** Start of Information shown **

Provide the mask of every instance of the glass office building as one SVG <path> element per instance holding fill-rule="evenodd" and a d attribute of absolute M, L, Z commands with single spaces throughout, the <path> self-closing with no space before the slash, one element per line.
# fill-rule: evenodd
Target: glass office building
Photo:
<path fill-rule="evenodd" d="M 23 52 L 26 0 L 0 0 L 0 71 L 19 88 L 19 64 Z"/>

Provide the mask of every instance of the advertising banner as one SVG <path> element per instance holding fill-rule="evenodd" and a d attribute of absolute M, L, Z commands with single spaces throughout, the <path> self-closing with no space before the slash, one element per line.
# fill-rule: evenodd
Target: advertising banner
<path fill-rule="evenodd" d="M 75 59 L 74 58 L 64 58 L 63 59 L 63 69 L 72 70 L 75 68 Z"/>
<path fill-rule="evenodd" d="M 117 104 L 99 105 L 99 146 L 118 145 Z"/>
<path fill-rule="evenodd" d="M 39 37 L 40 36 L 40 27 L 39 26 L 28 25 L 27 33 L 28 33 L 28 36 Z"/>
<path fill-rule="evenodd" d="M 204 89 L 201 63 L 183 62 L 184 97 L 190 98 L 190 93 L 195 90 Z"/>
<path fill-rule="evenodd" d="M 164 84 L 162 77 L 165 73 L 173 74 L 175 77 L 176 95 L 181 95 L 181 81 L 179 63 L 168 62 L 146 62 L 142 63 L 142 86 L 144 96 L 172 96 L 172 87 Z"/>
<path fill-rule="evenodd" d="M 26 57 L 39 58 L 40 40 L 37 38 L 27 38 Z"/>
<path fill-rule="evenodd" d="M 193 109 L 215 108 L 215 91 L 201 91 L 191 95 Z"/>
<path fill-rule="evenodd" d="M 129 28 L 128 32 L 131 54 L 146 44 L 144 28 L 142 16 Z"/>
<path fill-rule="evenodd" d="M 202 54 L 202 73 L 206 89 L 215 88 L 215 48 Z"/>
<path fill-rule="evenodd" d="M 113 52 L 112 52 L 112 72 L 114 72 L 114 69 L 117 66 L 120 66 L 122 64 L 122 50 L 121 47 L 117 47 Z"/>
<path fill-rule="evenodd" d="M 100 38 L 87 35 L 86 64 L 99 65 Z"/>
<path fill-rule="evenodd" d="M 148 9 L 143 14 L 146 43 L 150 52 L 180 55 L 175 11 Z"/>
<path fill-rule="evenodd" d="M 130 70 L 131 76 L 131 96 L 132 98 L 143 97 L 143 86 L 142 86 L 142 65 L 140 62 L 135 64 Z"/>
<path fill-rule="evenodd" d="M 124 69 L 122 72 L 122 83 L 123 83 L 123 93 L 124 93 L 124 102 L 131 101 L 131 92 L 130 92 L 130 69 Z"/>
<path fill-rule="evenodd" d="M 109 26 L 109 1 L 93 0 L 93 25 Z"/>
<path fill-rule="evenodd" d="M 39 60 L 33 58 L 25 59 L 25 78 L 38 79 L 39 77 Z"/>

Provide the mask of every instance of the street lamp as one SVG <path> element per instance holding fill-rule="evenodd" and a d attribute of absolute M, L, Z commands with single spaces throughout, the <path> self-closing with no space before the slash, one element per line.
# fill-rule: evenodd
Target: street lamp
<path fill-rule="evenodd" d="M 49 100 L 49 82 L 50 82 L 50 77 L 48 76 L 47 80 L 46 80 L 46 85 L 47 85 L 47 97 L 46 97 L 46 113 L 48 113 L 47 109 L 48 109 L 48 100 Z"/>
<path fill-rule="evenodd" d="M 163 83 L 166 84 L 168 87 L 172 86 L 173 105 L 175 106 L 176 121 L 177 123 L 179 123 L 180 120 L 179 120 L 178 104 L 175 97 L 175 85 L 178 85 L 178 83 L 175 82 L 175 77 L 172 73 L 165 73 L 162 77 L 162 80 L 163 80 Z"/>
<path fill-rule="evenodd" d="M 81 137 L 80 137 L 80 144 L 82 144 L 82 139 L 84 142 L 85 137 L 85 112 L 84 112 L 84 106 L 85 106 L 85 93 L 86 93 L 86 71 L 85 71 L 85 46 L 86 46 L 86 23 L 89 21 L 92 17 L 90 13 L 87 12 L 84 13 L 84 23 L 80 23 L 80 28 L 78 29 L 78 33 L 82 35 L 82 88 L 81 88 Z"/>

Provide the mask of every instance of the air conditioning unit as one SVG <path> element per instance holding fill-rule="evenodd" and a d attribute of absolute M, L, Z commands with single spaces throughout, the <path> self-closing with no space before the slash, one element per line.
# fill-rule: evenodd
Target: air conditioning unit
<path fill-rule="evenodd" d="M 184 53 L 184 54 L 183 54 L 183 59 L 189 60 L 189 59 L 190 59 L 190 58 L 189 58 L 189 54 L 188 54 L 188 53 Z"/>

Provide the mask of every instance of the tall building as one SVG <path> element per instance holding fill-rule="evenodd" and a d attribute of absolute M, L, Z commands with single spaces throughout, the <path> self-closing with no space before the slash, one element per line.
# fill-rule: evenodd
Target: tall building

** End of Information shown **

— Aim —
Copy the lines of the material exactly, beginning at the line that contains "Provide the mask of every instance of the tall" and stopping after the last line of the material.

— Task response —
Provide the mask of every instance of the tall building as one SVG <path> element per instance holding fill-rule="evenodd" and a d attribute of absolute M, L, Z commands with single spaces throughout, the <path> self-closing with no space before the slash, one element per line.
# fill-rule: evenodd
Target: tall building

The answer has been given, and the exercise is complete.